# Selected passage
- Opening Delimiter -
The Arm: Latest Update

The latest report on progress with my broken arm is *sigh* no progress.

I had expected to report Friday that I'd finally gotten in to see my orthopedic doctor at Mayo Clinic's Phoenix branch.  This is the same doctor who did rotator cuff surgery on my other shoulder back in 2010, so I didn't expect any problems.

Got there Friday afternoon, to find there was a big problem:  There was no appointment.  It had been cancelled a week previously.  I called the number to contact the doctor's secretary, and got told the doctor had refused to approve the appointment.  When I asked why, I was told it was Mayo policy to not see patients who'd been previously operated on by non-Mayo surgeons.

Say what?

This was a bit upsetting, because I'd made clear when I set the appointment that I'd been taken to John C. Lincoln Hospital following the accident, and operated on there, because it was the closest place with a trauma unit, not because it was my provider of choice.  (Hilde and I have been getting most of our care at Mayo for years.)

Because the accident happened at work, it was being covered under Workman's Comp instead of my private insurance.  Because of that, I had to get permission to change doctors, from the surgeon who'd operated on me at JCLto my doctor at Mayo.  Since the Mayo appointment had been set weeks before last Friday with no caveats raised, I'd gone and gotten that approval pushed thru.  But that meant I was no longer a patient of the JCL surgeon.

So, for a few hours, it looked like I was suddenly in limbo, without any doctor at all to oversee my post-op care and treatment.  That was particularly important because one of the things I expected to come away with from that cancelled Friday appointment was permission to begin the more active phase of my physical therapy. 

(So far, I've only had passive exercises for the shoulder, where the therapist provides all the support and movement.  It's the active -- painful --therapy where the real strength and mobility comes back.  But the therapy place needed a doctor's permission and protocols before they could start that.)

Fortunately, things weren't quite that dire.  It turned out what I'd been told was wrong.  The actual problem had to do with that approval to change doctors.  Mayo had never received a copy of the paper from Workman's Comp's granting permission for the changeover.  After that was realized and I faxed Mayo a copy of the approval, a new appointment got set in fairly quick order.  Unfortunately, the first available date isn't until February 4th, which means more than another week's delay in moving to the next phase of physical therapy.
- Closing Delimiter -
# Work request 1
Answer these questions from the broken-arm update, one line for each, marked to match:
(a) In what year did the Mayo orthopedic doctor operate on the writer's other shoulder?
(b) Why was the writer taken to John C. Lincoln Hospital after the accident?
(c) What is the first available date for the new appointment?
# Work request 2
Return everything in the broken-arm update from "Because the accident" down to "the JCL surgeon.", copied word for word.
# Work request 3
List every medical provider or insurance program that the broken-arm update mentions by name.

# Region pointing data
- Opening Delimiter -
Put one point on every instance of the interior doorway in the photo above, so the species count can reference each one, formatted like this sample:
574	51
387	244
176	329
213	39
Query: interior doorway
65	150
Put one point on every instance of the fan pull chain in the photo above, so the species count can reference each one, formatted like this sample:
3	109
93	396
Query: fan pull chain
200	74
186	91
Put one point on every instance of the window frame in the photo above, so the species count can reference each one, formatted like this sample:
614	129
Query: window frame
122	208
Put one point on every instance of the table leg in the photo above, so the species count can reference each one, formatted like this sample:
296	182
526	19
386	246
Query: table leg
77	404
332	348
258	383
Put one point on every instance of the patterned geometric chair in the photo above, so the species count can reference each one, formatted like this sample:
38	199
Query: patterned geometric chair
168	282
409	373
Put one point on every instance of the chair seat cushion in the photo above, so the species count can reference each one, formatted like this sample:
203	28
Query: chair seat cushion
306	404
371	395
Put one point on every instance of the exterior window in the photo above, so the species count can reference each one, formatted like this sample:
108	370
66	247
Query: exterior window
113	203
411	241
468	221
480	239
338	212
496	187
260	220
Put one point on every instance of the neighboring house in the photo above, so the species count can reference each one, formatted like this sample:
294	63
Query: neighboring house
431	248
- Closing Delimiter -
# Your solution 1
(a) 2010
(b) It was the closest place with a trauma unit.
(c) February 4th

# Your solution 2
Because the accident happened at work, it was being covered under Workman's Comp instead of my private insurance.  Because of that, I had to get permission to change doctors, from the surgeon who'd operated on me at JCLto my doctor at Mayo.  Since the Mayo appointment had been set weeks before last Friday with no caveats raised, I'd gone and gotten that approval pushed thru.  But that meant I was no longer a patient of the JCL surgeon.

# Your solution 3
- Mayo Clinic (Phoenix branch)
- John C. Lincoln Hospital (JCL)
- Workman's Comp